## QUOTED TEXT
Shame the editors and staff of Gay Times never learned one decent thing of manners and decent attitude towards their advertisers and were the most awful - appalling company to do business with as an advertiser - Millivres Ltd.

APPALLING SERVICE OFFERED AND DAMNED RUDE AS WELL - ... and Bryans reaction to HIS mistake, was to take responsibility, to apologise and to offer reccompence - and this was professional, competant and polite.


I was impressed.


A while later he came round to my flat and - like a lot of gay men - we had sex and became friends.

We were members of a group I was the Chairman of back then, 'The London Gay Naturist ' and he would help by hosting the occasional event at his flat and then every other month it would be at mine and we would get 20 - 35 members attend.


He got sick of the gay world in the UK and moved to Amsterdam and ran his own bar and small guest house above and I stayed there one time and did share a laugh with him and Tony ... his partner who I also knew - and it was with a heavy heart that I heard of his death and how little the gay media of the time reponded. You see, Bryan spoke his mind and many MANY on the LGBTQ scene CANNOT STAND ANYONE TELLING THE TRUTH.


Especially when it is about the shallow vacuous queens, the agressive bull dykes - the flagrant abuses thrown by gay people at gay people and the general fuck up that he saw was the way many on the gay scene behaving towards each other which he saw as disgraceful and unhelpful in our march towards equality.

## EXCERPTED RECORDS
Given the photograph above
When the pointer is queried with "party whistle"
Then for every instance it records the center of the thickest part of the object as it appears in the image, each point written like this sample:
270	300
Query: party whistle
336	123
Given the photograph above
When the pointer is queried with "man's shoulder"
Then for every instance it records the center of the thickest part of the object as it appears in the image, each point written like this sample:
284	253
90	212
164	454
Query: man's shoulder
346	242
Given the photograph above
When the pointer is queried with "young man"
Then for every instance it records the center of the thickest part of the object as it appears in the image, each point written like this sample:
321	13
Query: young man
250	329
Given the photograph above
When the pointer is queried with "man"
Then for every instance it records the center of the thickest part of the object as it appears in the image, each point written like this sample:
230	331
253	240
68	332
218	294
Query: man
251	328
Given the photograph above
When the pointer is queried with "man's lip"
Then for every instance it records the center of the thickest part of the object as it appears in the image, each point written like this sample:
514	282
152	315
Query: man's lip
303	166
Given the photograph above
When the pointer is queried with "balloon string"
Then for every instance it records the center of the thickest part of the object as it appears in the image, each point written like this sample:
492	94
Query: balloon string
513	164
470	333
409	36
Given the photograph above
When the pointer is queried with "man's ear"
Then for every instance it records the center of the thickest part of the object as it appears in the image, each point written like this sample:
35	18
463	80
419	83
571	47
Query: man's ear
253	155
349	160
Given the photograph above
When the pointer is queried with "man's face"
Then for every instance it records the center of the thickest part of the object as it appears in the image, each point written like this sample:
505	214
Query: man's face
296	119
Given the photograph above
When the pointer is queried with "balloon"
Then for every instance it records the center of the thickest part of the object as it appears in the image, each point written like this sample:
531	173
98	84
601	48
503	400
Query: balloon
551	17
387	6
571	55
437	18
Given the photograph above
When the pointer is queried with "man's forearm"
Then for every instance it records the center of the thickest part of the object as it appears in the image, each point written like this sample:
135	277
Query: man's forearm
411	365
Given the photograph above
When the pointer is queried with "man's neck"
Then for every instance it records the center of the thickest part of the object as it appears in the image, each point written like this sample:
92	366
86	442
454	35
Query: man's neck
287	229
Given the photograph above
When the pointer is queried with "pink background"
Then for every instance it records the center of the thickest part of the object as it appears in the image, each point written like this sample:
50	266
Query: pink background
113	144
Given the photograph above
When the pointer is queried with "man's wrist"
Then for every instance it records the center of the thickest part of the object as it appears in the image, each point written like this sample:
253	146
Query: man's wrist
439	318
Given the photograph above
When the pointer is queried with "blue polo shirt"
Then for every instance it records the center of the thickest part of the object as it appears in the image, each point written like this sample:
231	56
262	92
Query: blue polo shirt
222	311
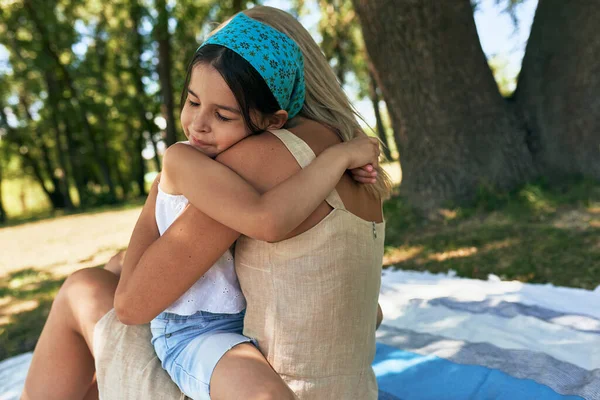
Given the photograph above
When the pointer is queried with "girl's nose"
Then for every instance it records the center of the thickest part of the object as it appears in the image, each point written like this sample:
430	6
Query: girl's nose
200	122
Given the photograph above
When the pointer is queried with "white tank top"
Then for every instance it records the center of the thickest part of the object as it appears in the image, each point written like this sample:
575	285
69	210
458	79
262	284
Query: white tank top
218	290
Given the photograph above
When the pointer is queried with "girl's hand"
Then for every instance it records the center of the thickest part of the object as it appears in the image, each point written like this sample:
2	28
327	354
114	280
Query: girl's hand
365	174
362	151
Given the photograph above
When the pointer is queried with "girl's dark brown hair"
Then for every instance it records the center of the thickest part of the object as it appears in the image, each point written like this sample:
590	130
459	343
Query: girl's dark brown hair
248	87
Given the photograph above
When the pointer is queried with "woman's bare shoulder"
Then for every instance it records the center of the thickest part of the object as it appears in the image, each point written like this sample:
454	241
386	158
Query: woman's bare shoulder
316	135
264	161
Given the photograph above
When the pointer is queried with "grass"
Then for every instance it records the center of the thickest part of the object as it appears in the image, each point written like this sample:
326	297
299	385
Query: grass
25	300
536	234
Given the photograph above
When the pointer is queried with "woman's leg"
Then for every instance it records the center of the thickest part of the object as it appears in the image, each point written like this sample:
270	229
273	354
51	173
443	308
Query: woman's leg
244	373
63	364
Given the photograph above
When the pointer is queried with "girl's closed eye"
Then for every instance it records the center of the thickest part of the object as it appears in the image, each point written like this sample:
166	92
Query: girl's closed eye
222	118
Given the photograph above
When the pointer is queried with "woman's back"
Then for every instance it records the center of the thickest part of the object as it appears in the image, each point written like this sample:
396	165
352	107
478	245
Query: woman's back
312	298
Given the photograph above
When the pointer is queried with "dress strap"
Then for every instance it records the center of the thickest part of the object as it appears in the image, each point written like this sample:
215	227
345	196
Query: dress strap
304	156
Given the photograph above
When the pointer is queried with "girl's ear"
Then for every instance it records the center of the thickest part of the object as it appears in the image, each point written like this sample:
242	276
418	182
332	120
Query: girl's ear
277	120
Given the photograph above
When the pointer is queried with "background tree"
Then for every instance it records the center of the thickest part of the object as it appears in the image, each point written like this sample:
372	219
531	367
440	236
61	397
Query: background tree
453	129
557	90
343	46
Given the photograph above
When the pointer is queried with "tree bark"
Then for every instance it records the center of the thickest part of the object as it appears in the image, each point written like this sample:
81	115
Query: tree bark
55	195
379	122
453	129
163	38
76	101
3	216
557	91
137	73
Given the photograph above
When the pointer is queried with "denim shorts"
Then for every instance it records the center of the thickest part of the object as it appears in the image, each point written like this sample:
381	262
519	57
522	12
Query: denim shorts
190	346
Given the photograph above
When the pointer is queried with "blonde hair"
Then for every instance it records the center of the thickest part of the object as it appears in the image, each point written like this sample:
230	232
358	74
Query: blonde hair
325	100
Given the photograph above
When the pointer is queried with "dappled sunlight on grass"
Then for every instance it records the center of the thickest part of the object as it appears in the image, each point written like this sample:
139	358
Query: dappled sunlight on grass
25	300
445	255
401	254
534	234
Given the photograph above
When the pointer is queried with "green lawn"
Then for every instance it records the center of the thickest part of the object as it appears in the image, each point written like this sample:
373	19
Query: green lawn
535	234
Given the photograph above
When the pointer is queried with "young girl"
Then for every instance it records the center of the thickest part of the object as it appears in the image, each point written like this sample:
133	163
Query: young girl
231	93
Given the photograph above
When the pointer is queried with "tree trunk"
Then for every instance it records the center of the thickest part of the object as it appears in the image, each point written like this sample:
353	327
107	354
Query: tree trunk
452	127
163	38
56	196
557	92
78	105
136	70
379	123
3	216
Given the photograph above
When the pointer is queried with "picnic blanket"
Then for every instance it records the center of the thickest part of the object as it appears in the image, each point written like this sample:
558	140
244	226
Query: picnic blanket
445	337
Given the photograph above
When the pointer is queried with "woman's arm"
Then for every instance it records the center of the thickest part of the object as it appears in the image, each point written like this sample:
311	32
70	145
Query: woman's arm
225	196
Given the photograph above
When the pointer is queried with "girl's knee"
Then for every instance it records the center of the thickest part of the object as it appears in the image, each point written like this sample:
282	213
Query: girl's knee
85	287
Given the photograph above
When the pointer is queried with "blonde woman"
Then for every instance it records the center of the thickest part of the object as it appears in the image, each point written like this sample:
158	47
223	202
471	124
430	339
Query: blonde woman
311	297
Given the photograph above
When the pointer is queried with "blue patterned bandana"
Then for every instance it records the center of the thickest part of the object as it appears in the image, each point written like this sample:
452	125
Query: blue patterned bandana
275	56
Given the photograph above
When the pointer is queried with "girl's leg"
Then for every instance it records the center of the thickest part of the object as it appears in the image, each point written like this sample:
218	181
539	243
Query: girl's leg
244	373
63	364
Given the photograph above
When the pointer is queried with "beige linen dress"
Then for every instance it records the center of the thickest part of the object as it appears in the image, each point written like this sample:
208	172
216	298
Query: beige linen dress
311	306
312	299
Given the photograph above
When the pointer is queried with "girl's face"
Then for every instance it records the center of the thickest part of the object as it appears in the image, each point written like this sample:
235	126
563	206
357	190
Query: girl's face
211	118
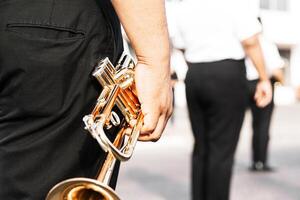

## TASK INSTRUCTIONS
According to the post about Bryan, what did he do in reaction to his mistake? List every action it names. The records come from a separate source.

## SOLUTION TO THIS TASK
- "take responsibility"
- "apologise"
- "offer reccompence"